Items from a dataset
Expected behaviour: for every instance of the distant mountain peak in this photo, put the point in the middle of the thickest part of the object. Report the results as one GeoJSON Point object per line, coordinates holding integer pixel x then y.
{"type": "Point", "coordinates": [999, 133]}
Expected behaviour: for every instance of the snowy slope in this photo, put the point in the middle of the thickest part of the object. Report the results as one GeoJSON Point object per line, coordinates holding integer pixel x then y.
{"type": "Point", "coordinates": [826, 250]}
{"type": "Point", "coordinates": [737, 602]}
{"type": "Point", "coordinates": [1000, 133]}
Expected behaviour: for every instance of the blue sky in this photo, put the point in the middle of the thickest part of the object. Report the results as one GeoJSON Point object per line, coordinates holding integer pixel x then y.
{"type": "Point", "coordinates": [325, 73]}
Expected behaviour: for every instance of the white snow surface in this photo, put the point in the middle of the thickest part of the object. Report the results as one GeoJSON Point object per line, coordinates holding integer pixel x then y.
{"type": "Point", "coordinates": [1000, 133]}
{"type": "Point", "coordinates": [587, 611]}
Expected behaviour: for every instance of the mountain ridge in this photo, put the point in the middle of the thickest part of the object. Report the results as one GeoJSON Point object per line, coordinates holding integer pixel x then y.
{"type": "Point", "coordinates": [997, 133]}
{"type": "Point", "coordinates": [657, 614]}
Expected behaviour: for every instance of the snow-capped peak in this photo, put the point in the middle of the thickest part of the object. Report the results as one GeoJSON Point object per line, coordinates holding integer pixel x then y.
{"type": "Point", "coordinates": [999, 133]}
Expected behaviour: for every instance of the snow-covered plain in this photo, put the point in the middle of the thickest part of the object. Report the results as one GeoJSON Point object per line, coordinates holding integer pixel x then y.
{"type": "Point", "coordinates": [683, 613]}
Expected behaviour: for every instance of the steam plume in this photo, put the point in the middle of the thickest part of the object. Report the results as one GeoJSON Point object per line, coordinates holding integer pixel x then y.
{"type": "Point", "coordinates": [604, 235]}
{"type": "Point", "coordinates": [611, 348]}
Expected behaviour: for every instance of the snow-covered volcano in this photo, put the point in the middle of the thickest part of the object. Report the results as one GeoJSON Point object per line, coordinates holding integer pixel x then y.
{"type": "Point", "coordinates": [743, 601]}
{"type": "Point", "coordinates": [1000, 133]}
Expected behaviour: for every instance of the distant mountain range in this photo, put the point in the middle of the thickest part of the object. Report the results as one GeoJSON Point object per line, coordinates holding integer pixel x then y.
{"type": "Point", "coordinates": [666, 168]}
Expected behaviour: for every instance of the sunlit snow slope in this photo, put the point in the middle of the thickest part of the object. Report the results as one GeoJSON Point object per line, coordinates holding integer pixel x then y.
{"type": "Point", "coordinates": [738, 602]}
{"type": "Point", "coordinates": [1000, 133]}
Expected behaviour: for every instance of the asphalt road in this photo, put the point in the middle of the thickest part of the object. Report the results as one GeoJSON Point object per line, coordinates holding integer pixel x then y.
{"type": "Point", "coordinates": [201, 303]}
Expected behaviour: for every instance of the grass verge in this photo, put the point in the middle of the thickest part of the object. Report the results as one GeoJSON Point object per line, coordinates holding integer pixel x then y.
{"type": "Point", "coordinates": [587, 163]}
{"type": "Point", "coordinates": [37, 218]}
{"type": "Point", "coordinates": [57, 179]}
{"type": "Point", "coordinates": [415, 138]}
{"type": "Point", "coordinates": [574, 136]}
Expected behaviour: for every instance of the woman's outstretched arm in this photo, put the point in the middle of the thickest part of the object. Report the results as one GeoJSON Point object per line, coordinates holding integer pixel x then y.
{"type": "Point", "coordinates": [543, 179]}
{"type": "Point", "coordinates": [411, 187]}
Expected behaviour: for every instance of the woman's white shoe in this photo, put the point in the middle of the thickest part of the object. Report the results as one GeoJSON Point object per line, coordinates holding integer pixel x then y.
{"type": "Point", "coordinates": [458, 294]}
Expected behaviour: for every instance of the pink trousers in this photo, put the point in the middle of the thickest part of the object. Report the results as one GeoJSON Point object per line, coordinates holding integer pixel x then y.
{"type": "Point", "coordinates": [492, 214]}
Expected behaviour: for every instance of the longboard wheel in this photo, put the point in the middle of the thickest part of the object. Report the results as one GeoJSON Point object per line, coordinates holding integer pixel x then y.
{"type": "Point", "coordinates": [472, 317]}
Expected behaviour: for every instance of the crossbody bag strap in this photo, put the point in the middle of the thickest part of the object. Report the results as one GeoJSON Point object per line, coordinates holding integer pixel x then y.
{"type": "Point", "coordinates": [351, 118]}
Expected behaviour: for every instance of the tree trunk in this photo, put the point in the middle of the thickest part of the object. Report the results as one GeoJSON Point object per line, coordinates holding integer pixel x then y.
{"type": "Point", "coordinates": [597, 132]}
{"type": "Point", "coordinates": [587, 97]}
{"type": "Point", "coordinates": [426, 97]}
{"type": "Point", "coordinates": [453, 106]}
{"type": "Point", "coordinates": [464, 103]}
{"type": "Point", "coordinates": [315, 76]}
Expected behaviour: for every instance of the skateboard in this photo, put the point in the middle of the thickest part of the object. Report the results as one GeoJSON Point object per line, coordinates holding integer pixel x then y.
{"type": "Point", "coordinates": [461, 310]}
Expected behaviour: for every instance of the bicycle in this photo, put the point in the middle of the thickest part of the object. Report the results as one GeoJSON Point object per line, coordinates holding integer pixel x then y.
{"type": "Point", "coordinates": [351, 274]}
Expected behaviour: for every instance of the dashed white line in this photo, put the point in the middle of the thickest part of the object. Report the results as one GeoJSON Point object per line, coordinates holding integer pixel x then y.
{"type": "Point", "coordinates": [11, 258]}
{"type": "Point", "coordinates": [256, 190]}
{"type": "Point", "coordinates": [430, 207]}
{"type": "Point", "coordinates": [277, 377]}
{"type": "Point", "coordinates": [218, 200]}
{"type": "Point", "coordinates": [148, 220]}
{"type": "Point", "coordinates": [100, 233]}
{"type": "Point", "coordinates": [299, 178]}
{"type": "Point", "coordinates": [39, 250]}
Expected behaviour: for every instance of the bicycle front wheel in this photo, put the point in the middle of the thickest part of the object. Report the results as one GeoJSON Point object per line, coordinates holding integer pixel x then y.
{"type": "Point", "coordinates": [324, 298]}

**REQUEST**
Generate an exact reproduction of all entries.

**TASK ANSWER**
Expected behaviour: for every instance of the distant mountain peak in this photo, put the point in the middle of the thickest part of the object. Report the results as one GeoJSON Point object per line, coordinates holding integer pixel x then y.
{"type": "Point", "coordinates": [999, 133]}
Expected behaviour: for every instance of the snowy slope in this photo, put the point in the middle of the thickest part of the object. Report the results as one GeoJSON Point object per line, coordinates holding integer pixel x then y.
{"type": "Point", "coordinates": [826, 250]}
{"type": "Point", "coordinates": [737, 602]}
{"type": "Point", "coordinates": [1000, 133]}
Expected behaviour: for every instance of the blue sky in this photo, put the point in the middle of the thickest part of the object. Report the results as one GeoJSON Point object per line, coordinates holding integer pixel x then y.
{"type": "Point", "coordinates": [325, 73]}
Expected behaviour: for every instance of the white snow surface in this photo, put the point in the middle of the thickest part of the object. Report the results as one GeoJSON Point object per line, coordinates holding integer pixel x then y.
{"type": "Point", "coordinates": [1000, 133]}
{"type": "Point", "coordinates": [587, 611]}
Expected behaviour: for every instance of the mountain ridge in this photo, put the point in the middle of the thickest part of the object. Report the results as one GeoJSON Point object per line, coordinates holding integer pixel x then y.
{"type": "Point", "coordinates": [997, 133]}
{"type": "Point", "coordinates": [657, 614]}
Expected behaviour: for every instance of the snow-capped peak in this photo, put the point in the middle of the thickest part of the object. Report the results as one GeoJSON Point object per line, coordinates holding integer pixel x then y.
{"type": "Point", "coordinates": [999, 133]}
Expected behaviour: for every instance of the snow-covered plain in this photo, put the point in the middle of the thickest part of the object. Report the results as one GeoJSON Point object per line, coordinates holding integer pixel x then y.
{"type": "Point", "coordinates": [683, 613]}
Expected behaviour: for every instance of the steam plume in this photo, put the point in the middle of the thickest part of the object. Report the results as one GeoJSON Point object per line, coordinates holding integer pixel x then y.
{"type": "Point", "coordinates": [604, 235]}
{"type": "Point", "coordinates": [611, 348]}
Expected behaviour: for every instance of the snow-covered volcano in this photo, put the point in the middle of the thickest part of the object. Report the results as one GeoJSON Point object per line, coordinates holding integer pixel x then y.
{"type": "Point", "coordinates": [743, 601]}
{"type": "Point", "coordinates": [1000, 133]}
Expected behaviour: for every instance of the distant mountain range in this photo, put the point in the middle of the thickest part of the object. Report the results as one GeoJSON Point object per line, coordinates holding integer pixel x then y.
{"type": "Point", "coordinates": [666, 168]}
Expected behaviour: for every instance of the sunlit snow slope in this photo, put the point in the middle of the thickest part of the object. Report the results as one GeoJSON Point object per line, coordinates holding integer pixel x then y.
{"type": "Point", "coordinates": [738, 602]}
{"type": "Point", "coordinates": [1000, 133]}
Expected behaviour: for every instance of the asphalt road in this photo, put the point in the middle of the thickest part of the object. Report the results as one GeoJSON Point object per line, coordinates holding integer pixel x then y.
{"type": "Point", "coordinates": [201, 303]}
Expected behaviour: for every instance of the grass verge in this photo, put the point in the middle of the thickest part of the object. Report the results as one GeoJSON Point object per line, coordinates holding integer pixel x then y.
{"type": "Point", "coordinates": [587, 163]}
{"type": "Point", "coordinates": [37, 218]}
{"type": "Point", "coordinates": [57, 179]}
{"type": "Point", "coordinates": [415, 138]}
{"type": "Point", "coordinates": [574, 136]}
Expected behaviour: for every instance of the woman's outstretched arm in this photo, put the point in the middle of the thickest part of the object. Report the results as one GeoJSON Point object per line, coordinates holding integer pixel x then y.
{"type": "Point", "coordinates": [543, 179]}
{"type": "Point", "coordinates": [411, 187]}
Expected behaviour: for every instance of the woman's white shoe in this photo, put the point in the middle of the thickest part of the object. Report the results as one GeoJSON Point object per line, coordinates holding integer pixel x then y.
{"type": "Point", "coordinates": [458, 294]}
Expected behaviour: for every instance of the pink trousers in this photo, put the point in the middle of the thickest part of the object. Report the results as one GeoJSON Point object per line, coordinates holding integer pixel x then y.
{"type": "Point", "coordinates": [492, 214]}
Expected behaviour: for every instance of the longboard wheel in this photo, put the point in the middle of the thickest part of the object. Report the results as one GeoJSON Point object per line, coordinates holding integer pixel x then y.
{"type": "Point", "coordinates": [472, 317]}
Expected behaviour: for every instance of the crossbody bag strap in this photo, put the point in the middle of the thickest part of the object. Report the results as one GeoJSON Point object per line, coordinates holding integer pixel x then y.
{"type": "Point", "coordinates": [351, 118]}
Expected behaviour: for every instance of the tree trunk in this photo, put the point in the middle of the thickest part of the object. Report the results as one GeoJSON Point object per line, coordinates holding integer pixel x then y.
{"type": "Point", "coordinates": [597, 132]}
{"type": "Point", "coordinates": [587, 97]}
{"type": "Point", "coordinates": [426, 97]}
{"type": "Point", "coordinates": [453, 106]}
{"type": "Point", "coordinates": [464, 103]}
{"type": "Point", "coordinates": [315, 76]}
Expected behaviour: for every instance of the skateboard in this photo, put the point in the middle of the thickest part of the object. Report the results as one GeoJSON Point object per line, coordinates holding integer pixel x then y.
{"type": "Point", "coordinates": [461, 310]}
Expected behaviour: for every instance of the bicycle in this photo, put the point in the middle of the thickest part of the object. Report the results as one GeoJSON Point object per line, coordinates holding integer pixel x then y.
{"type": "Point", "coordinates": [351, 274]}
Expected behaviour: for every instance of the dashed white line in this photo, put the point in the middle of the thickest part of the object. Report the results as one GeoJSON Point object per line, coordinates holding integer pixel x then y.
{"type": "Point", "coordinates": [11, 258]}
{"type": "Point", "coordinates": [256, 190]}
{"type": "Point", "coordinates": [430, 207]}
{"type": "Point", "coordinates": [277, 377]}
{"type": "Point", "coordinates": [218, 200]}
{"type": "Point", "coordinates": [148, 220]}
{"type": "Point", "coordinates": [100, 233]}
{"type": "Point", "coordinates": [299, 178]}
{"type": "Point", "coordinates": [39, 250]}
Expected behaviour: for every instance of the bicycle front wheel in this photo, put the point in the middle of the thickest part of the object. Report the results as one GeoJSON Point object per line, coordinates holding integer pixel x then y.
{"type": "Point", "coordinates": [324, 298]}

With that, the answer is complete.